━━━ Extract provided

This made the Association members feel betrayed by their neighbors. The Association persevered through 1906 with much hope for change but nothing to show for their efforts. Then the next level of the rebellion against the trust happened. The Possum Hunters were born, with Dr. Amoss as their leader. This initially nonviolent group rode at night after their farm work was done to strongly encourage the hillbilly farmers to join the Association.
These farmers were, “impatient, strong-willed and angry men. And they were all religious men, Baptists, Methodists, and Church of Christ, reputable and with upstanding untarnished positions within their community”(Cunningham 54). The groups were often in dangerous situations because of their numbers and the hour of their calling. Occasionally the visited hillbilly would face them at gunpoint and heatedly tell the groups to leave.
It soon became apparent that more action was necessary. From this necessity came the Night Riders. They were the unofficial militant arm of the Association. Dr. Amoss was in charge of this group. They were secretive, disciplined, and determined to bring the downfall of the Duke Trust. “The order was conducted as a militant organization under the active direction of a General and a lieutenant commander”(Nall 53).

━━━━━━
━━━ Extracted data

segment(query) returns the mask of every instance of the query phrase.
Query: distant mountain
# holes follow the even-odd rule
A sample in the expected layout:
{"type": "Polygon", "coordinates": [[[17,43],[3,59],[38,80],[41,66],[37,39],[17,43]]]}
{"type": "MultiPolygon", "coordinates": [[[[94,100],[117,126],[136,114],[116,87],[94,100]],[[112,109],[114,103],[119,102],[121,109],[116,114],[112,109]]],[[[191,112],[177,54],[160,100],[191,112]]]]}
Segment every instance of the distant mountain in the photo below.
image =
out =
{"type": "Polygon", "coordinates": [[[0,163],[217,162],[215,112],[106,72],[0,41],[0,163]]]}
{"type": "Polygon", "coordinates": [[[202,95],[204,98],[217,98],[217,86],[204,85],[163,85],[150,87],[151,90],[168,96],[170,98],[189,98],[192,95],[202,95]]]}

━━━━━━

## Job 1
Using the passage on the Possum Hunters and Night Riders, mark each statement yes or no and quote the words that decide it: (a) the Possum Hunters rode at night once their farm work was done; (b) the Night Riders were the official militant arm of the Association; (c) the Association had results to show for its efforts by the end of 1906.
## Job 2
From the passage on the Possum Hunters and Night Riders, extract everything from "This made the" down to "groups to leave.".

## Answer 1
(a) Yes: "rode at night after their farm work was done"
(b) No: "They were the unofficial militant arm of the Association."
(c) No: "The Association persevered through 1906 with much hope for change but nothing to show for their efforts."

## Answer 2
This made the Association members feel betrayed by their neighbors. The Association persevered through 1906 with much hope for change but nothing to show for their efforts. Then the next level of the rebellion against the trust happened. The Possum Hunters were born, with Dr. Amoss as their leader. This initially nonviolent group rode at night after their farm work was done to strongly encourage the hillbilly farmers to join the Association.
These farmers were, “impatient, strong-willed and angry men. And they were all religious men, Baptists, Methodists, and Church of Christ, reputable and with upstanding untarnished positions within their community”(Cunningham 54). The groups were often in dangerous situations because of their numbers and the hour of their calling. Occasionally the visited hillbilly would face them at gunpoint and heatedly tell the groups to leave.